For a variety of reasons, mostly dealing with India, the Pakistani military establishment believes it must maintain at least parts of those relationships. In the last year, we have seen part of the jihadist Frankenstein in Pakistan actually turn against its old master. And today, Pakistan is witnessing the most serious political violence in the country's history. It is bordering on civil war in many ways. The good news here is that the Pakistani people seem to have increasingly come to the conclusion that their freedoms and their way of life are truly threatened by this jihadist monster. That wakeup is the best news we've seen in Pakistan in a long time.

Where do we go next? Well, first thing I would stress is we cannot delink Afghanistan and Pakistan. In fact, we cannot delink Afghanistan from its larger regional environment. If we are to succeed in Afghanistan - whatever success means - it must be done within a larger regional environment. We will need to find ways to encourage all of Afghanistan's neighbors to help in trying to stabilize this country, and we will need to get other countries to help us to stabilize and solidify civilian control in Pakistan.

The president has embarked upon what I would call a very bold gamble. And there are no guarantees of success. This strategy requires a very delicate interplay of military, political, diplomatic and economic activity. It all must be coordinated together to build a synthesis which brings about what we want to have happen.

It will cost a great deal. An American soldier deployed to Afghanistan costs about $1 million per person per year. And there's no economy of scale. If you send more, it's not cheaper; it gets more expensive. It will also cost in blood and in lives.

> _Written tasks_:
1) Rewrite the paragraph in the remarks on Afghanistan and Pakistan that begins "It will cost a great deal" as a short bulleted list that keeps its main facts.
2) In the remarks on Afghanistan and Pakistan, what does the speaker call the president's strategy?
3) Pick up the remarks on Afghanistan and Pakistan after their last sentence and continue them in the same voice.

> _Data section_:
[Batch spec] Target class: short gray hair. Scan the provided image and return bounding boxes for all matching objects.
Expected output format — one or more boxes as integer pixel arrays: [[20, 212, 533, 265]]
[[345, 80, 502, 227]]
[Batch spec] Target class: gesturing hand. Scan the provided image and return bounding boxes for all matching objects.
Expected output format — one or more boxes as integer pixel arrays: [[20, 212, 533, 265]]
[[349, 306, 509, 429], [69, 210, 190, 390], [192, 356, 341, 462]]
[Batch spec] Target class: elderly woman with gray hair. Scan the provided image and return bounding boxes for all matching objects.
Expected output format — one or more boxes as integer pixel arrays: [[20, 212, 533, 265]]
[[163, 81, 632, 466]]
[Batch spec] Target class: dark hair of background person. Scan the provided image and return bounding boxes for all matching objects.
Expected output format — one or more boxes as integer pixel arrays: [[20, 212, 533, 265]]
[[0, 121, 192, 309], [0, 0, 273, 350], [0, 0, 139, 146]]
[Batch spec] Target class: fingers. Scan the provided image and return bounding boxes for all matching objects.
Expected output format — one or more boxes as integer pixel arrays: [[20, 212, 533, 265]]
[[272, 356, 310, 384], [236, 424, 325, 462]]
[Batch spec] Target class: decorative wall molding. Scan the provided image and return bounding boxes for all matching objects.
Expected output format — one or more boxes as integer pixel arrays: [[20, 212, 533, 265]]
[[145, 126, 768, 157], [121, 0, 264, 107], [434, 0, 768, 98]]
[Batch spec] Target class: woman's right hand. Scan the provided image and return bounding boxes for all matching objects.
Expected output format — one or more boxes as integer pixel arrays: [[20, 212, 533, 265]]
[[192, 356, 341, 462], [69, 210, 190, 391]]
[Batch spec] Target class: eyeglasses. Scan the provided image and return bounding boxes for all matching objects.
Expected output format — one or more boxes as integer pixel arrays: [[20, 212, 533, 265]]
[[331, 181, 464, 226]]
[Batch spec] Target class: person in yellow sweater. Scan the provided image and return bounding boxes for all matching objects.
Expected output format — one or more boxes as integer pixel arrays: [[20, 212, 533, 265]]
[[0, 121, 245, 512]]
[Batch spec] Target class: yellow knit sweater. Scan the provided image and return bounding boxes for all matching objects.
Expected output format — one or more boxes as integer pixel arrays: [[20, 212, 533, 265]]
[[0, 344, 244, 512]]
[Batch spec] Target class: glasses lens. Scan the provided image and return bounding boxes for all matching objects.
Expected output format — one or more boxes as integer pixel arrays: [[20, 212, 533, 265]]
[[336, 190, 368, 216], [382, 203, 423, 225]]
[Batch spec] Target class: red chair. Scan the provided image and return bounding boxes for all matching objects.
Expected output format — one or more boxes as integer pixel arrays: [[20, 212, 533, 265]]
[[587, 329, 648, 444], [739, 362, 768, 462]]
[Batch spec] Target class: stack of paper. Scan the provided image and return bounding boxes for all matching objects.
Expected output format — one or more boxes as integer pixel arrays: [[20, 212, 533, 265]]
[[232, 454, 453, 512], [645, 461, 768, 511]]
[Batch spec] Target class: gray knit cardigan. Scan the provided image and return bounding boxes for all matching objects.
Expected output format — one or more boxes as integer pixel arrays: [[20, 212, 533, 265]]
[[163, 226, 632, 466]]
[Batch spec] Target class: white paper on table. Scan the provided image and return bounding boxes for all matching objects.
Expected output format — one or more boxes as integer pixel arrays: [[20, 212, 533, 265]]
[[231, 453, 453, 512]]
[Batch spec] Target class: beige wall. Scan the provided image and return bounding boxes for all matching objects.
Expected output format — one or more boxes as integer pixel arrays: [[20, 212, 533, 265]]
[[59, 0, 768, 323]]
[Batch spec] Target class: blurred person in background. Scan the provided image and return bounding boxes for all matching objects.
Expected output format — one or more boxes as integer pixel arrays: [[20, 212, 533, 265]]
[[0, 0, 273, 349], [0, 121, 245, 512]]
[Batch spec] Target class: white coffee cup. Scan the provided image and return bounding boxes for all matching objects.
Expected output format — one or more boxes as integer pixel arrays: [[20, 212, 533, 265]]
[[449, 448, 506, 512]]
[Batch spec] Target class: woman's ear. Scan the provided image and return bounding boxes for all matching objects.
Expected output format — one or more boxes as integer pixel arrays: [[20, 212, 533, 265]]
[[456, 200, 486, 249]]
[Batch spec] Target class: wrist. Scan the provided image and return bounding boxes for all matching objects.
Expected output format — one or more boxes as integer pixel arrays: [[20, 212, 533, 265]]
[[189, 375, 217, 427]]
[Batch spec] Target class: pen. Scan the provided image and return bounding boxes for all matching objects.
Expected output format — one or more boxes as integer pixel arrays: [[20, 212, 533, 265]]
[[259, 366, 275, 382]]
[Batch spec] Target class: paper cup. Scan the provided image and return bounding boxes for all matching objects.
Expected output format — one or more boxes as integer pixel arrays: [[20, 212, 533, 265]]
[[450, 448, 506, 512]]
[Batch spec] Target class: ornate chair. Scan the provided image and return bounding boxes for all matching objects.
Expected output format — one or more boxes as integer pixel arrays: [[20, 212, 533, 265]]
* * *
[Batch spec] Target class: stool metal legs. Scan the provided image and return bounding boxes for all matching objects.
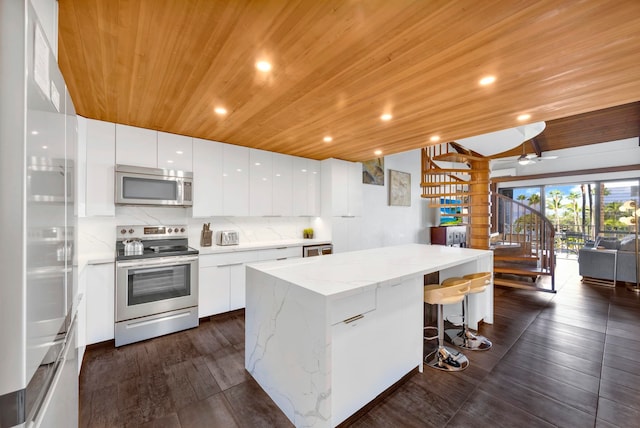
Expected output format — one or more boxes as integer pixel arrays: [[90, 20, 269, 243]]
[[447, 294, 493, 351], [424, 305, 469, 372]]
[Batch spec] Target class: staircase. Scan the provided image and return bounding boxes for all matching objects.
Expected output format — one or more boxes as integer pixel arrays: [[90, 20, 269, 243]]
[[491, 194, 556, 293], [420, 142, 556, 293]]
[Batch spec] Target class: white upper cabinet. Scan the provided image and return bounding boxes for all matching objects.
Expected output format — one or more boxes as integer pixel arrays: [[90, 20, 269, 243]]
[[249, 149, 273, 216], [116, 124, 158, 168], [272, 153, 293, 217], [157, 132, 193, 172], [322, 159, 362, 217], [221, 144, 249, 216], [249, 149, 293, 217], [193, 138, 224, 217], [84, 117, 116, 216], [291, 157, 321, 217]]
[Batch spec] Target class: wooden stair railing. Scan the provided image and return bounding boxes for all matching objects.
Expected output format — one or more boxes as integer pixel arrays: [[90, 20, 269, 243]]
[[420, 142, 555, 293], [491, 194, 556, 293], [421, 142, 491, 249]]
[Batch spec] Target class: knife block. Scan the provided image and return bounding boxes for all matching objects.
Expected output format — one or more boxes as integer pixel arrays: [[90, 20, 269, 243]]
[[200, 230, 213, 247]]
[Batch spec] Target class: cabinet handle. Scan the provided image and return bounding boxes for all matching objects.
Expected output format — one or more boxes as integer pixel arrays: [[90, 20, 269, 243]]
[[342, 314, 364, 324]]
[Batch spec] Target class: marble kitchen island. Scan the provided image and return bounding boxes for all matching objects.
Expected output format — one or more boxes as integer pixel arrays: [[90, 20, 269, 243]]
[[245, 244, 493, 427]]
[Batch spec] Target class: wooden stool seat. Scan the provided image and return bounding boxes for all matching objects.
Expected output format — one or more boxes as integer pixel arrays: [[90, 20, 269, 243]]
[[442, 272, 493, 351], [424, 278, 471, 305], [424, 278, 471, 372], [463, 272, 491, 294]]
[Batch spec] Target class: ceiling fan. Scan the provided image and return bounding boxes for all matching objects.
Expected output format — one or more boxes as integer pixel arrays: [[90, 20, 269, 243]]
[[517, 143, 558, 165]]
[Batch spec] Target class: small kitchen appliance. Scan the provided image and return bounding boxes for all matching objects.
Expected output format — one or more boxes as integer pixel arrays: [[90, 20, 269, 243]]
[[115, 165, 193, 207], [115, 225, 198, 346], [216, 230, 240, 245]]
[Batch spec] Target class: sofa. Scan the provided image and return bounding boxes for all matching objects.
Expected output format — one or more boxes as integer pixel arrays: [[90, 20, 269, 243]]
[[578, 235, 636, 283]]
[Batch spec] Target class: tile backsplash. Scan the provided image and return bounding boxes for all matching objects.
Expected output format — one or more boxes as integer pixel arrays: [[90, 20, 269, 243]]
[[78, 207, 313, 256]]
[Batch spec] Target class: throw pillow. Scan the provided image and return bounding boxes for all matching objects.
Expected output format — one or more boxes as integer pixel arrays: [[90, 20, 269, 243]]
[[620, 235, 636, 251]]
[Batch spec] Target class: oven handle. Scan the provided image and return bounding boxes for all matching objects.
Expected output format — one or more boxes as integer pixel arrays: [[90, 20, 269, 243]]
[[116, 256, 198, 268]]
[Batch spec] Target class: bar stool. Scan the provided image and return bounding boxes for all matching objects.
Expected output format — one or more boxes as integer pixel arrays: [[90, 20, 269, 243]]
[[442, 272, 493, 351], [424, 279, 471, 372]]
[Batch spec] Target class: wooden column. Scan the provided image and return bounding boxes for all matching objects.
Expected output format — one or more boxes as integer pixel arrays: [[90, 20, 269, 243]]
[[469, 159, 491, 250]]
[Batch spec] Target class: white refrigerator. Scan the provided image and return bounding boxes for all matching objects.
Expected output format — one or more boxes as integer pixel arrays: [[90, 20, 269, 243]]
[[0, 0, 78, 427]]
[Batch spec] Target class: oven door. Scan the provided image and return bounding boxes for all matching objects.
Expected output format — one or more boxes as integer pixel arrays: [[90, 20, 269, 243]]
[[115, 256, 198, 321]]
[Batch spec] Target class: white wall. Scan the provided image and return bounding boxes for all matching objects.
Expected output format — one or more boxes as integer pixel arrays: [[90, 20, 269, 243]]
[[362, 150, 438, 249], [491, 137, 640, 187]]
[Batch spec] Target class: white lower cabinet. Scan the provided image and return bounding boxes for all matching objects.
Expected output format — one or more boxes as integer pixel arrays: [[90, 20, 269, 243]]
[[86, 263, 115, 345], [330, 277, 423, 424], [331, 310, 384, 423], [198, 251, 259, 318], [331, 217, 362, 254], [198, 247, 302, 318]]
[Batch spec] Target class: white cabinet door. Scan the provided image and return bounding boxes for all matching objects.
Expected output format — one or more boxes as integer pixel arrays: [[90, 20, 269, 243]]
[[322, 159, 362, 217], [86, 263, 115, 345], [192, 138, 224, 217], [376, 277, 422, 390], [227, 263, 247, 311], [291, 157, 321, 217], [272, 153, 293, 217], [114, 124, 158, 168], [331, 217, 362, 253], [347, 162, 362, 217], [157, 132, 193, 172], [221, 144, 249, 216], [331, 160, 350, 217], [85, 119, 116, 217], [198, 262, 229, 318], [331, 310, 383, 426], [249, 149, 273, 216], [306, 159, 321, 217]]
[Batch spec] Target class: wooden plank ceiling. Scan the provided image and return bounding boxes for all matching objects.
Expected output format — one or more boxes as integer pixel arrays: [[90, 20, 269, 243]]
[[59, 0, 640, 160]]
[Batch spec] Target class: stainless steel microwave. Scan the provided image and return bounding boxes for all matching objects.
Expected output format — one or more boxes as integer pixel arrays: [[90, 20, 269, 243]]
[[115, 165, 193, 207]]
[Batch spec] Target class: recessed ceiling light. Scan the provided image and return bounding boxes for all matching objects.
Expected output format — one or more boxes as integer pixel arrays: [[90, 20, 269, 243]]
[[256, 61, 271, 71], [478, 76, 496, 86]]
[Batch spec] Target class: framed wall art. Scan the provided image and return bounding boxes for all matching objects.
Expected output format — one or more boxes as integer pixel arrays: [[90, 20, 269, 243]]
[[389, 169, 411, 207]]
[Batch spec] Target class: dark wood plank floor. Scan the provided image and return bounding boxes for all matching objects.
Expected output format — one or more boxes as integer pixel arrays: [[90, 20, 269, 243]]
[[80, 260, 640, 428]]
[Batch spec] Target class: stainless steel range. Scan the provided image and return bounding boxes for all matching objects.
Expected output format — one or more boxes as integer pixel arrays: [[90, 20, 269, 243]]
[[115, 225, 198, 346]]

> _Outputs by task_:
1)
- The effort will be very expensive.
- Each American soldier deployed to Afghanistan costs about $1 million per year.
- There is no economy of scale: sending more soldiers makes it more expensive, not cheaper.
- It will also cost blood and lives.

2) A very bold gamble.

3)
The key in the long term for whether we succeed is whether we can build up an Afghan national security force - a combination of army, police, and local militias - that can for the long term contain insurgencies in Afghanistan, including the Taliban, but potentially other insurgencies in the future. Afghan states have been able to do that in the past. It is a myth that Afghanistan is an ungovernable space. That's bad history and bad understanding of the situation. But it's going to be extraordinarily difficult to do, and we've had a significant setback in the last year.

The Afghan presidential election was also a disaster. We had vote fraud on an extraordinary scale. One million fraudulent ballots. Even by the standards of Florida and Illinois, that is cheating - (laughter) - to a remarkable degree. Worse than that, the perpetrators were caught and they got away with it.

The legitimacy of the Afghan government in the eyes of the Afghan people - and maybe more importantly, in the eyes of Americans and Europeans who are sending their sons and daughters to fight there - has been severely crippled. If the president's strategy fails, I suspect we will look back and say, the election dealt it a fatal blow. But we must persevere in any case and see if we can't work around it now.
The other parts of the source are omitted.